_MATERIAL PROVIDED:_
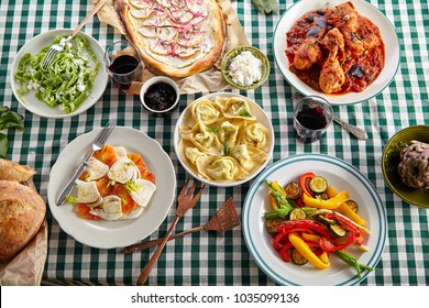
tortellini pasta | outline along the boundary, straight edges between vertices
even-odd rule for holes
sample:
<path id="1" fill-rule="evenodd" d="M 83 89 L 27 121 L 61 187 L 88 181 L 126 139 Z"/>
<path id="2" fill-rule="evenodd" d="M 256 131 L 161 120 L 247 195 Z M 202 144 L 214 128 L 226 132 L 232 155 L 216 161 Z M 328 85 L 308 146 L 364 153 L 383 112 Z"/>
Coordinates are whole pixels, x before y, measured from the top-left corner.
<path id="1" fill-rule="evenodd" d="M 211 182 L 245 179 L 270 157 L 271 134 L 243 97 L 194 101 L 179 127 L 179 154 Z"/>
--
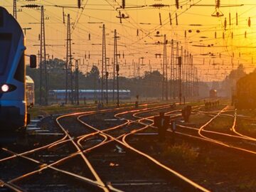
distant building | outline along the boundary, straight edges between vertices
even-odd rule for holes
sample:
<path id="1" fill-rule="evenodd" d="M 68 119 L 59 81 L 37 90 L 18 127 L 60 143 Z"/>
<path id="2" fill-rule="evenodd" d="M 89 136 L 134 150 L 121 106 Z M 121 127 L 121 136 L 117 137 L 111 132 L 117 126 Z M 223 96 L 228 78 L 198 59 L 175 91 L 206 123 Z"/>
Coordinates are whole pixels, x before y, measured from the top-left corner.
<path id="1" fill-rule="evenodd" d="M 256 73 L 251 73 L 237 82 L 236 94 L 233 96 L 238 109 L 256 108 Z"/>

_EXERCISE PROMPT:_ Please print the lines exactly as they appear, starting at the line that contains "tortellini pasta |" and ending at the line that contains "211 182 L 245", with both of those lines included.

_FINISHED EXERCISE:_
tortellini pasta | outline along the boundary, straight edges between vertices
even-odd rule for holes
sample:
<path id="1" fill-rule="evenodd" d="M 83 89 L 27 121 L 61 187 L 88 181 L 126 139 Z"/>
<path id="2" fill-rule="evenodd" d="M 256 131 L 161 120 L 247 195 Z M 202 144 L 214 128 L 226 132 L 232 155 L 216 161 Z M 328 85 L 308 146 L 364 153 L 383 112 Z"/>
Coordinates are whole pixels, x before y, measured from the top-left corner.
<path id="1" fill-rule="evenodd" d="M 211 182 L 245 179 L 270 157 L 271 134 L 243 97 L 194 101 L 179 127 L 179 154 Z"/>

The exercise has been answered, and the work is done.